> **SELECTED EXTRACT**
────────────────────────────────────────

The second version of the chatbot was tested with hundreds of patients, says Chan. Future enhancements to the patient assistant toolkit is intended to help users better understand their prognosis and provide improved support.
The mobile application is integrated with a digital chat board and dashboard, together with some of the sensor and wearable options, Chan says.
Among features of the patient assistant toolkit is a patient self-monitoring tool for symptoms, episodes, triggers, healthcare resource utilization, and impact on their life (e.g., sick leave from work or school). There is also a tool to surface evidence, such as patients’ symptom patterns over the past weeks or months to support communication with their healthcare provider and human resources at their workplace.
A resource tool provides links to patient communities and information specific to medications, nutrition, mental health, and managing appointments and flu shots, says Chan. The toolkit also includes a remote monitoring tool where the wearable is tracking vital health parameters such as temperature, heart rate and blood pressure, potentially serving as a screening tool for clinical studies.
A dashboard feature provides summary information on the user’s most regularly used and reported parameters, Chan says, such as triggers, symptoms, medications used, and encounters, as well as some information coming from the wearable.
Personalized Approach
Key features of the digital bot patient assistant tool include profile creation (basic demographic and clinic information), diagnosis history (e.g., age of diagnosis, initial symptoms), disease history (e.g., comorbidities, medications) and disease triggers (e.g., what prompts symptoms, observed patterns).

────────────────────────────────────────

> **Lines excerpted from a collection**
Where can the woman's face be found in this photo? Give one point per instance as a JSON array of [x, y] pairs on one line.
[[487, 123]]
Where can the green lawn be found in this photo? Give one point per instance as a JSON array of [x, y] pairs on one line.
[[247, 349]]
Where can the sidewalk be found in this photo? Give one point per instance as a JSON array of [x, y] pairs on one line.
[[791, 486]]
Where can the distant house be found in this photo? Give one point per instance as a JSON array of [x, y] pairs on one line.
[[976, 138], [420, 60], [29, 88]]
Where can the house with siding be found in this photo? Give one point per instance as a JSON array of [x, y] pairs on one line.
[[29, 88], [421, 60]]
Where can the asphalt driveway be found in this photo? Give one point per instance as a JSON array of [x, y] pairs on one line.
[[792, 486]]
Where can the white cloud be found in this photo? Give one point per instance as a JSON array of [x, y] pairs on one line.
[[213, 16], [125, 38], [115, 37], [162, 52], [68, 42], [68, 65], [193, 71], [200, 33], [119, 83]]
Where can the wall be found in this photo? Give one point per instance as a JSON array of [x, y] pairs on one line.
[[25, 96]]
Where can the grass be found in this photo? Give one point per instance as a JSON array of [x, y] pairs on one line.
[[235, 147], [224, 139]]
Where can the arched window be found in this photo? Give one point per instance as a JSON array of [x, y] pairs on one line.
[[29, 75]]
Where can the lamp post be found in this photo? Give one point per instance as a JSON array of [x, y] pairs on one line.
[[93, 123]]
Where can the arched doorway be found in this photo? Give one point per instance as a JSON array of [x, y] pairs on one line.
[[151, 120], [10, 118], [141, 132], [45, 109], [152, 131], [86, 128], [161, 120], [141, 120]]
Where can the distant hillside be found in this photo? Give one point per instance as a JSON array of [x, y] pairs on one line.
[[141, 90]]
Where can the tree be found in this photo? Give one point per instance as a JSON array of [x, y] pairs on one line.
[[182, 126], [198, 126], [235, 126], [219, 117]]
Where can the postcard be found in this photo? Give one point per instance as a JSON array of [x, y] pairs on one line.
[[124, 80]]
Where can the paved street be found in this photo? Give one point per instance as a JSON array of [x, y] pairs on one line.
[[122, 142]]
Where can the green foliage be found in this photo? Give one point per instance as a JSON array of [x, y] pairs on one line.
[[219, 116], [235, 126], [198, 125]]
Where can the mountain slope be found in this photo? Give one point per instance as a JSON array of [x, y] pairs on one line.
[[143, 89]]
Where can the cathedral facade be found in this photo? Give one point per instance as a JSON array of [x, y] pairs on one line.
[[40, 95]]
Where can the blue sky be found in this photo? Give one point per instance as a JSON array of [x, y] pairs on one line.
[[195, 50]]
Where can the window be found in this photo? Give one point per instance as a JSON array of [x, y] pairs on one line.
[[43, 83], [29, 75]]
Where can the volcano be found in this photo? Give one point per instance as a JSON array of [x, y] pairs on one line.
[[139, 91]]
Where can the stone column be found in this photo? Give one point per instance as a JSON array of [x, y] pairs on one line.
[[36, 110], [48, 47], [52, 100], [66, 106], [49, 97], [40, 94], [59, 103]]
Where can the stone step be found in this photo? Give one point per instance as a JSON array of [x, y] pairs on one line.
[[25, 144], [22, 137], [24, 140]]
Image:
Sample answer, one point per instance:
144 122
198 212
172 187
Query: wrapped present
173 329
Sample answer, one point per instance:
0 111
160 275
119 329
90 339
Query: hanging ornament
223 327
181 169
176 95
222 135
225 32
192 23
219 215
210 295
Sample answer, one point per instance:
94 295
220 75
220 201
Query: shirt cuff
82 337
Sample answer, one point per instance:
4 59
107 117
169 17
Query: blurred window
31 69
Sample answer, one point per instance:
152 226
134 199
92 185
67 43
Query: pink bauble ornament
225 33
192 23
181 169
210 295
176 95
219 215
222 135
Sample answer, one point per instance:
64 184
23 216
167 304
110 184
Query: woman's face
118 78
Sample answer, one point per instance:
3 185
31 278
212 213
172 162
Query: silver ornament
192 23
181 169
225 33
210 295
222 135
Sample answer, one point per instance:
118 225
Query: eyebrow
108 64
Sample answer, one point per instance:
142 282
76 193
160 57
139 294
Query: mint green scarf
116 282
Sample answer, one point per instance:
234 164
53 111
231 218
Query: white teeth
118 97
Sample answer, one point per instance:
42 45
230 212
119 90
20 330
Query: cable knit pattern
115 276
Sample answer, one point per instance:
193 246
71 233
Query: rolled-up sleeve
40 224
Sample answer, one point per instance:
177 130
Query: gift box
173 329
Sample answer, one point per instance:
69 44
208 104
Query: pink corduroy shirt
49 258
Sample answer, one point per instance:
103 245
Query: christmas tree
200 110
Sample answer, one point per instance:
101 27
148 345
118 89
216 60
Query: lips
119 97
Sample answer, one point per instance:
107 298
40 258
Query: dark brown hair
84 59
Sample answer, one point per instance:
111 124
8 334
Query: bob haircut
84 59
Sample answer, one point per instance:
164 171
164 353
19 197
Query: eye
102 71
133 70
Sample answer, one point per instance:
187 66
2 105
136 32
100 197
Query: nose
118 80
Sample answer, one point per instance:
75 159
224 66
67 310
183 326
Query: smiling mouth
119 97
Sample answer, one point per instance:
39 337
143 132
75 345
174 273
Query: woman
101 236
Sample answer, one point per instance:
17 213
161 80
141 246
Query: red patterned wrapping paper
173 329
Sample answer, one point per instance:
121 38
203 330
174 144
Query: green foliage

────────────────────────────────────────

> **LIST OF TASKS**
A – Reproduce the passage on the patient assistant toolkit verbatim, everything from "A dashboard feature" down to "from the wearable.".
B – According to the passage on the patient assistant toolkit, which vital health parameters does the wearable track in the remote monitoring tool?
These lines have no connection to the passage on the patient assistant toolkit.

> **ANSWERS BY ITEM**
A –
A dashboard feature provides summary information on the user’s most regularly used and reported parameters, Chan says, such as triggers, symptoms, medications used, and encounters, as well as some information coming from the wearable.

B – Temperature, heart rate and blood pressure.